Search the data for the word "order" and copy out every line that has it.

DATA EXTRACT:
= = = = = = =
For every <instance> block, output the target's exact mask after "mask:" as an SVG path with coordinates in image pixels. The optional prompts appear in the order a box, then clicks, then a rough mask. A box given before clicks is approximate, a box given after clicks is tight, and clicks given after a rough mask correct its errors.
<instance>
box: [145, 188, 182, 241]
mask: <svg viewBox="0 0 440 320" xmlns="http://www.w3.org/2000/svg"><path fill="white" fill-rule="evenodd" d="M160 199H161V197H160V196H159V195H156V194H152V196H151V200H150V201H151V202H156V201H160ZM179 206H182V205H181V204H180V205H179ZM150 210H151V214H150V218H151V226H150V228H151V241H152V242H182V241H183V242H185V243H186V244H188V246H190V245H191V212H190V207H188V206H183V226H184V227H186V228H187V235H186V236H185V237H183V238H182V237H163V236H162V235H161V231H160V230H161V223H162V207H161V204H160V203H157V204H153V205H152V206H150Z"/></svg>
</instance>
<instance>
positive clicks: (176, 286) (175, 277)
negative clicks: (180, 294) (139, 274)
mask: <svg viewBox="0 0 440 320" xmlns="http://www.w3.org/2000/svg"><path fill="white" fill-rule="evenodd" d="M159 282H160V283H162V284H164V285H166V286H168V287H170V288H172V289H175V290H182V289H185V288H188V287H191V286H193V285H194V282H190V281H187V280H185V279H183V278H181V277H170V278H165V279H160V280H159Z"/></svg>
= = = = = = =
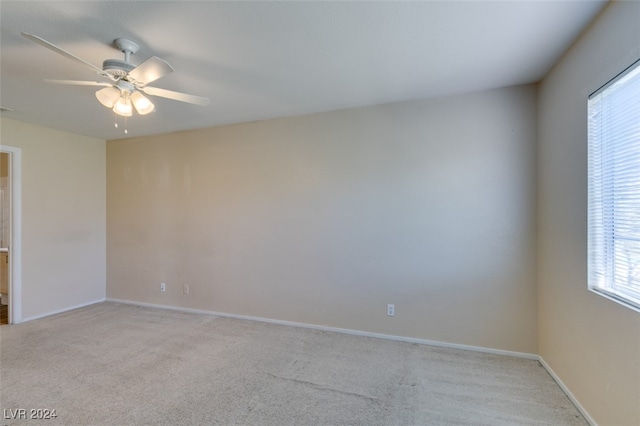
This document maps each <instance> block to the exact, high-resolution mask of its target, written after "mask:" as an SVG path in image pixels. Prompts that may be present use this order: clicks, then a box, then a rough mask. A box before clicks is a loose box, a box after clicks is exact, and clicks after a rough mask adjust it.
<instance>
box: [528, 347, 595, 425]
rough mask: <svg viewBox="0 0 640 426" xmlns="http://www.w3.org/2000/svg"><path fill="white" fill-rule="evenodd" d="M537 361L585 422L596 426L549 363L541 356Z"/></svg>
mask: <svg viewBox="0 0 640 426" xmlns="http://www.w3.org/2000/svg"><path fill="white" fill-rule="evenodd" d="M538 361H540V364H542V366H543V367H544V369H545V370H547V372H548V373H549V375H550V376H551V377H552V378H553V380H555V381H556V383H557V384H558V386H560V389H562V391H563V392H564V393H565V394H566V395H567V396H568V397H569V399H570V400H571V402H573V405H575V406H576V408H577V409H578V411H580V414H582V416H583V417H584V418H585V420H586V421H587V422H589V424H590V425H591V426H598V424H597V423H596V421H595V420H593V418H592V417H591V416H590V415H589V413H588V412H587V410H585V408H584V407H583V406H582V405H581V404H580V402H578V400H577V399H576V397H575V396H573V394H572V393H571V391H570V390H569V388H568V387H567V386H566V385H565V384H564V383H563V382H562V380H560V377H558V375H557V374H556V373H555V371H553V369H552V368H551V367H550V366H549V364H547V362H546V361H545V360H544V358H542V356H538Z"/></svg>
= = = = = = =
RESULT OF THE TASK:
For every <instance> block, output the target's exact mask after "mask:" as an SVG path with coordinates in image pixels. The optional prompts appear in the order a box, then clicks, then a rough mask. A box given before clicks is approximate, a box given after clicks is tight, and clicks given after a rough mask correct its errors.
This document maps each <instance> block to the exact, high-resolution mask of its target, written after "mask:" as an SVG path in image pixels. Prompts that may be present use this order: clicks, then a box, then a rough mask. A box before clicks is a loose box, a box after clicks is exact, and clicks after a rough mask adjust it.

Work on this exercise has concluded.